• Passage provided:

While India was somewhat saved from the first wave of COVID-19, the second wave of the pandemic hit Indians hard and left many dead bodies in its wake.
A month has passed and Indians are still reeling from the shock and are coming to terms with the loss of lives around us.
The initial days of horror and anger over the intentional negligence of the government are now slowly being replaced with the hope that vaccines might provide protection to the ones who are still alive from being severely affected by second, third, or any consecutive waves of COVID-19.
For Indians life is about jumping through hoops, so how could this be any easier!
The hope of any protection offered by Vaccines is deterred by the availability of vaccines which is a result of the Central govt faulty vaccination plan from procurement of vaccines to its distribution.
On Wednesday, Supreme Court also lambasted the centre on its vaccination policy that can best be described as arbitrary and irrational. The SC bench has also demanded answers on vaccine procurement and a roadmap of vaccinating the whole country by Dec 2021.
When the Indian govt announced its vaccination plan which was free for those above the age of 45 it was only procuring vaccines from Serum Institute and COVAXIN was still not even introduced. Later on, when the second wave hit the country, the govt expanded the vaccination drive to include everyone who was 18 or above but it was not free and it put the responsibility for procurement of vaccines on the States.
Supreme Court came down heavily on the central govt for such arbitrary and irrational vaccination policy that basically left the states and citizens to fend for themselves. Despite the cap on the vaccine cost of Rs 250, the private hospitals are charging between 900-1250 for one dose of vaccine.
The bench of Justices D Y Chandrachud, L Nageswara Rao, and S Ravindra Bhat in the order in the suo moto matter of COVID19 management observed that –
“We find that the Liberalized Vaccination Policy may not be able to yield the desired results of spurring competitive prices and higher quantities.”

• Data supplied:
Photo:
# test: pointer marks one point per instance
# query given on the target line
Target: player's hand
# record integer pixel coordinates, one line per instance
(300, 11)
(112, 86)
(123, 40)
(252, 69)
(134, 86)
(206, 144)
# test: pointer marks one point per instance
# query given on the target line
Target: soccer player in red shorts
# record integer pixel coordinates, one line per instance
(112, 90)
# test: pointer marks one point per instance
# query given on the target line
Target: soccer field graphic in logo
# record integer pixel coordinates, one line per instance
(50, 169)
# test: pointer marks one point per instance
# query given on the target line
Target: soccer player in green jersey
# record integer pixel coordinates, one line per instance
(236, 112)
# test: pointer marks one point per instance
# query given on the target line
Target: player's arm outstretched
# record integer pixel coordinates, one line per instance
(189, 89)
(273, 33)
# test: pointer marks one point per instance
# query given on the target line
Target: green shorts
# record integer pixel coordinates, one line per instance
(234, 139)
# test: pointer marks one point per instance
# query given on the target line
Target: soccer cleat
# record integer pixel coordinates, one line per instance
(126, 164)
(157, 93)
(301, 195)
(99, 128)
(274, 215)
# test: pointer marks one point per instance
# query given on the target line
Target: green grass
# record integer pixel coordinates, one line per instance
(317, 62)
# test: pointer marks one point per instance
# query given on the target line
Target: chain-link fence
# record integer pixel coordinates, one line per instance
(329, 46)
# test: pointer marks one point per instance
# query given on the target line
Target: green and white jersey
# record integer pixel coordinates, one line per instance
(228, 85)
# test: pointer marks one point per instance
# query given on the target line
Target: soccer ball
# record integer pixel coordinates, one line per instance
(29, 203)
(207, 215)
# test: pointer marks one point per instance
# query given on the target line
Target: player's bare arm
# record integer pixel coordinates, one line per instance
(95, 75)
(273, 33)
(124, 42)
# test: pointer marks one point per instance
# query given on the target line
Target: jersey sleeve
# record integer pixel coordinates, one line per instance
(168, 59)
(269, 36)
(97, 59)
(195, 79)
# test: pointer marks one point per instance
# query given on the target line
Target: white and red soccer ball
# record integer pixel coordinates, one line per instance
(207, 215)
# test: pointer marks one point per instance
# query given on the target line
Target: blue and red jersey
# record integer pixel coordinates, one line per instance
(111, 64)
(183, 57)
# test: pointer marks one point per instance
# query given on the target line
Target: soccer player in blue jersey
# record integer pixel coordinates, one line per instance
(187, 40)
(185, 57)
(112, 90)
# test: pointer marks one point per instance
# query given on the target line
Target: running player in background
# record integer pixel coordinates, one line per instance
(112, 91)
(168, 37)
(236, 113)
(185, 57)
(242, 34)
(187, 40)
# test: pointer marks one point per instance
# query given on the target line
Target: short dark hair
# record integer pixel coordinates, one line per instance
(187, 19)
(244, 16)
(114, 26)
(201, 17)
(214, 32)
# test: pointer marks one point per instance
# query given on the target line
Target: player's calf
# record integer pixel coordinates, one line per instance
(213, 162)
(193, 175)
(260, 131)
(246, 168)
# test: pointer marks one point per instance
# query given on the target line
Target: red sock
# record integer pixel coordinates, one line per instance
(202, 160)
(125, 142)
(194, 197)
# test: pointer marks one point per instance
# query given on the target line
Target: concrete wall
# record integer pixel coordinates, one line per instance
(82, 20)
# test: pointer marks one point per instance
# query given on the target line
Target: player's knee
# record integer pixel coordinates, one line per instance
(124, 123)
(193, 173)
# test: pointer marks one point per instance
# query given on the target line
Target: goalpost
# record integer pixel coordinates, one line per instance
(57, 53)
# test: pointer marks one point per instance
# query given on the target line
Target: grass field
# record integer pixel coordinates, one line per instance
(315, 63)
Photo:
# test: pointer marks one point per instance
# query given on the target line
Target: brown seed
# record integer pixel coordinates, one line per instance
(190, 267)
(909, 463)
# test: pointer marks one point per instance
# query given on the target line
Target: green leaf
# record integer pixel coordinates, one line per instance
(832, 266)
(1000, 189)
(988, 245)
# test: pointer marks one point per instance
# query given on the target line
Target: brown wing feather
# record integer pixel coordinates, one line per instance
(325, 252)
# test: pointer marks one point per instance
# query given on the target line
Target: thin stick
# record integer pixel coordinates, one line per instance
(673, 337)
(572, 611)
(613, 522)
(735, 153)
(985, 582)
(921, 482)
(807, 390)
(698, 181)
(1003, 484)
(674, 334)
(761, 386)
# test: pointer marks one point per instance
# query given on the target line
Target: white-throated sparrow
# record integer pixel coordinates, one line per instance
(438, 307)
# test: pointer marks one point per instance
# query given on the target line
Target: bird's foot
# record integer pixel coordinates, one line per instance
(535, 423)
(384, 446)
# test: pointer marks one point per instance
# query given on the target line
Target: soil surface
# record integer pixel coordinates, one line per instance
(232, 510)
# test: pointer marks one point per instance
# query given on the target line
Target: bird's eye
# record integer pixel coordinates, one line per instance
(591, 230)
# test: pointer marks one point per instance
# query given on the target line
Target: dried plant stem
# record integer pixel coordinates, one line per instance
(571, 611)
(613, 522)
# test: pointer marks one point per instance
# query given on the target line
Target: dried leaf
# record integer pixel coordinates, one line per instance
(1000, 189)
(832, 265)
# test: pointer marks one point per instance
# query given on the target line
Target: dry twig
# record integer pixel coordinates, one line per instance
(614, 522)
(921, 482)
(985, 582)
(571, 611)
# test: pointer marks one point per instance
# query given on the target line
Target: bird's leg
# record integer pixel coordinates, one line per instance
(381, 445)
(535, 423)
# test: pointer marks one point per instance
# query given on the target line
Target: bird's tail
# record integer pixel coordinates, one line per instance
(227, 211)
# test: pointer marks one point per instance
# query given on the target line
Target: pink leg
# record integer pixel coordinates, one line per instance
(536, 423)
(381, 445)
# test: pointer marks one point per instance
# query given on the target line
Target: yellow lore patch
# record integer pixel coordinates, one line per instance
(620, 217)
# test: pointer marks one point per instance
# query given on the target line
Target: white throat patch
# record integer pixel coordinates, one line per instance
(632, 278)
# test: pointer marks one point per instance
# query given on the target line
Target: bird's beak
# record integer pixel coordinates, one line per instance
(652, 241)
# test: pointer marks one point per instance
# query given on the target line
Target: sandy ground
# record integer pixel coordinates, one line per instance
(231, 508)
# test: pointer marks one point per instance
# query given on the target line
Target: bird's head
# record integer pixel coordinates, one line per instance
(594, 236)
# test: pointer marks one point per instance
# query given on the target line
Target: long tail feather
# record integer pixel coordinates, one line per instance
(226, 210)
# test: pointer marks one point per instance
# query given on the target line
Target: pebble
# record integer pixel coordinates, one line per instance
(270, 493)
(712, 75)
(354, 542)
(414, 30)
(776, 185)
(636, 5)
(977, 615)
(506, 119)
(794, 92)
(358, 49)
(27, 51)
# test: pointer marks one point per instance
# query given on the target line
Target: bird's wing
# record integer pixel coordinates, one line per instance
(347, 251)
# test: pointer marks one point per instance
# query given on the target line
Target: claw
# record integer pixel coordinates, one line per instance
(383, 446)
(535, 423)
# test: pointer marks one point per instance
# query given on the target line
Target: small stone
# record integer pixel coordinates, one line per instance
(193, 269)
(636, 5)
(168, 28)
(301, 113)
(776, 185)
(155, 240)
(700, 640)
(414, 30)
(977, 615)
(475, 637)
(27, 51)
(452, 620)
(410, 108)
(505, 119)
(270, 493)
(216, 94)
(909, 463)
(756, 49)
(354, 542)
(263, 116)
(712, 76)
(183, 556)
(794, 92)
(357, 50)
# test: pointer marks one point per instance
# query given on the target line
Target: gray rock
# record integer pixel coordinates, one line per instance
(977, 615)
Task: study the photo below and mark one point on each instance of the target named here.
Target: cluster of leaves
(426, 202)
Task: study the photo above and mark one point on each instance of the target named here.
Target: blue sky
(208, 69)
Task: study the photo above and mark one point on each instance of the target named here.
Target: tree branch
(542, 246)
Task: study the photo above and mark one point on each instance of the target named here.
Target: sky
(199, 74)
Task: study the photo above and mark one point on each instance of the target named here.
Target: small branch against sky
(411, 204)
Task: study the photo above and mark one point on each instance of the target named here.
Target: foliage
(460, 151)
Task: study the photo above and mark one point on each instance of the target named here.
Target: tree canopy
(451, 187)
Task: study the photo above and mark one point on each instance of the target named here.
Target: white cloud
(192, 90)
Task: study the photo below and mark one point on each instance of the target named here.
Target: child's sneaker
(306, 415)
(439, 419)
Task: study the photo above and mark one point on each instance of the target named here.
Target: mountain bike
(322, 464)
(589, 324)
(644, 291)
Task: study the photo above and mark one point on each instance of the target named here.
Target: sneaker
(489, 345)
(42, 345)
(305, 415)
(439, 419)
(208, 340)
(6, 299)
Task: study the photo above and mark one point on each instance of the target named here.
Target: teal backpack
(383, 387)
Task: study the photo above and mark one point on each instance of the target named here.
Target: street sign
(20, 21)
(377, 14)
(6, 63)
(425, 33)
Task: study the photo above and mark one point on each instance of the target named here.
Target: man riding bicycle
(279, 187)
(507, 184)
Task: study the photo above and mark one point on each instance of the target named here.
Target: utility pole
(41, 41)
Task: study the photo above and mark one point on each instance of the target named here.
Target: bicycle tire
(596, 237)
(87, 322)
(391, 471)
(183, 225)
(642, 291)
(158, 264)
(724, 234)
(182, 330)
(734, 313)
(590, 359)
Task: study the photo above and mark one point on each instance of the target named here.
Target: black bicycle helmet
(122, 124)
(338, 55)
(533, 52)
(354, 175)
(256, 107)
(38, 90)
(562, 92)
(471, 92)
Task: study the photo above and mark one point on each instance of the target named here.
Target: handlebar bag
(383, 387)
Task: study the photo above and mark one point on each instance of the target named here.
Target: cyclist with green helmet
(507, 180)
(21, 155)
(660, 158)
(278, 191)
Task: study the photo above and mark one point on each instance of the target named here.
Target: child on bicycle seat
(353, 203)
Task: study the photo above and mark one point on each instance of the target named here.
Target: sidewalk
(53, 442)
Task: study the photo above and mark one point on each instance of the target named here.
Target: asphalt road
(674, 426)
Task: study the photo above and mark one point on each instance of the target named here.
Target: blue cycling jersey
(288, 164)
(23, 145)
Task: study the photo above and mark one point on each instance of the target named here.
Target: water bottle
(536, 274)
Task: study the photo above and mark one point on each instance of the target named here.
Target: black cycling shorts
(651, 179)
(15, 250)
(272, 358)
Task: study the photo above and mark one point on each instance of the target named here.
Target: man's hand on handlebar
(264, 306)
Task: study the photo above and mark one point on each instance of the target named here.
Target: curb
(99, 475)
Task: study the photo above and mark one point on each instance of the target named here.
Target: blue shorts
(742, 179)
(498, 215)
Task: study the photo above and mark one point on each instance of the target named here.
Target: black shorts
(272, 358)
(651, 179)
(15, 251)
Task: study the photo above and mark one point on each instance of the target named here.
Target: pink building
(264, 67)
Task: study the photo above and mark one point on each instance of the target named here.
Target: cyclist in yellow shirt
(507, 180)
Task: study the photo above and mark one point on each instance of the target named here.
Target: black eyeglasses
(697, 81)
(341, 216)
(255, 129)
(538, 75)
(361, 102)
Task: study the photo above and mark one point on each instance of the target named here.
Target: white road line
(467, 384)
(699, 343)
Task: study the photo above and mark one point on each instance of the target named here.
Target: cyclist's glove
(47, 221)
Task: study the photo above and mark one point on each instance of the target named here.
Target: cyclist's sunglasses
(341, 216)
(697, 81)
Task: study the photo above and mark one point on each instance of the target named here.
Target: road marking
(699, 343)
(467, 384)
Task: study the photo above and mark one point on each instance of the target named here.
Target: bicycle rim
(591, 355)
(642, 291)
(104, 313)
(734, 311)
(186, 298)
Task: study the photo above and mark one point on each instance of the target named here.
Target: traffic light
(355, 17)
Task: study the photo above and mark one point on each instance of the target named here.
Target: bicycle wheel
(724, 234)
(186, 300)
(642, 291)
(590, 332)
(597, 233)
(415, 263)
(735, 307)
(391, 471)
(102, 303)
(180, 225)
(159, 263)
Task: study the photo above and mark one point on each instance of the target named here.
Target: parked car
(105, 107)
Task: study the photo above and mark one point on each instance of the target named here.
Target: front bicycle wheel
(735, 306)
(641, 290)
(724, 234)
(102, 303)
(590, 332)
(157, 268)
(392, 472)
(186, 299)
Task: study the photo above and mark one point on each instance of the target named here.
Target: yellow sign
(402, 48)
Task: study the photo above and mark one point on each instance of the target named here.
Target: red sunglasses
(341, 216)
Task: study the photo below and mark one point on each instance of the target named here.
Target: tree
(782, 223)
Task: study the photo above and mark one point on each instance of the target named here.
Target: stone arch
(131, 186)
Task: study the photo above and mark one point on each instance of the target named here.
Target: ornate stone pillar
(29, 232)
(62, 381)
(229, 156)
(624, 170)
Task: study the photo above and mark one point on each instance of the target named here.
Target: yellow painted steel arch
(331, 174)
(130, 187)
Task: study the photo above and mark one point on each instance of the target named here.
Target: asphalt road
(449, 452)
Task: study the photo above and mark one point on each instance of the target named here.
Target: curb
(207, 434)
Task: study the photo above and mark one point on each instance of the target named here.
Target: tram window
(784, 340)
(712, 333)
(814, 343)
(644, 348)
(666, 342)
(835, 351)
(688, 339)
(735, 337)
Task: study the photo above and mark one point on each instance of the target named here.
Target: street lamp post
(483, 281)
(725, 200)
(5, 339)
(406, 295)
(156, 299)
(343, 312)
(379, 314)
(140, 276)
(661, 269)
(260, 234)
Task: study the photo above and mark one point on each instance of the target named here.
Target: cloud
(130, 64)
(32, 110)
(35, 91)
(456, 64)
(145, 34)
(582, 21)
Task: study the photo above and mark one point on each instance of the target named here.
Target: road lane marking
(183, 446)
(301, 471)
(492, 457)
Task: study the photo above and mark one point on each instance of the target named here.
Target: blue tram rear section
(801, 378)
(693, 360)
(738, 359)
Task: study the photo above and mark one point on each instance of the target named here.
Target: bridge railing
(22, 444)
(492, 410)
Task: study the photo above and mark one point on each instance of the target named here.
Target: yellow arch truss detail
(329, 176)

• Required actions:
(A) Switch "negligence" to "carelessness" and write out the piece on India's vaccination policy, beginning at the words "The initial days" and stopping after "to its distribution.".
(B) Pick up the piece on India's vaccination policy after its last sentence and continue it.
You can ignore the entries.

• Exercise responses:
(A)
The initial days of horror and anger over the intentional carelessness of the government are now slowly being replaced with the hope that vaccines might provide protection to the ones who are still alive from being severely affected by second, third, or any consecutive waves of COVID-19.
For Indians life is about jumping through hoops, so how could this be any easier!
The hope of any protection offered by Vaccines is deterred by the availability of vaccines which is a result of the Central govt faulty vaccination plan from procurement of vaccines to its distribution.

(B)
The court took note of the digital divide between rural and urban populations, less allotment of vaccines at centers for this category, and not prioritizing those with liabilities and co-morbidities.
The Supreme Court bench came up with a list of questions and demanded detailed answers for the following questions to the bench-
- The centre has announced an allotment of 35,000 crores for the procurement of vaccines. The Court asked the center why it can’t be used to buy vaccines for this 18-45yrs category. It has also demanded the purchase history of Covaxin, Covishield, and Sputnik V vaccines to date.
- The Court has asked the Center to provide data on the percentage of the vaccinated population with one or both doses from the eligible population in rural and urban areas.
- The government must also provide data about the number of crematorium workers who were vaccinated in Phase 1.
- The Centre is required to put forth a roadmap for the vaccination process by providing data regarding the availability of vaccines until December 31, 2021, and the plan of action to address the needs of children who might be affected by the third wave of the pandemic.
The Court has directed the Centre to “undertake a fresh review of its vaccination policy addressing the concerns raised” and submit an additional affidavit in two weeks.
During this hearing which took place on May 31, the Bench had also asked the Central government to be aware of the ground realities and demanded rationale for its vaccination policy for the 18-45 age group.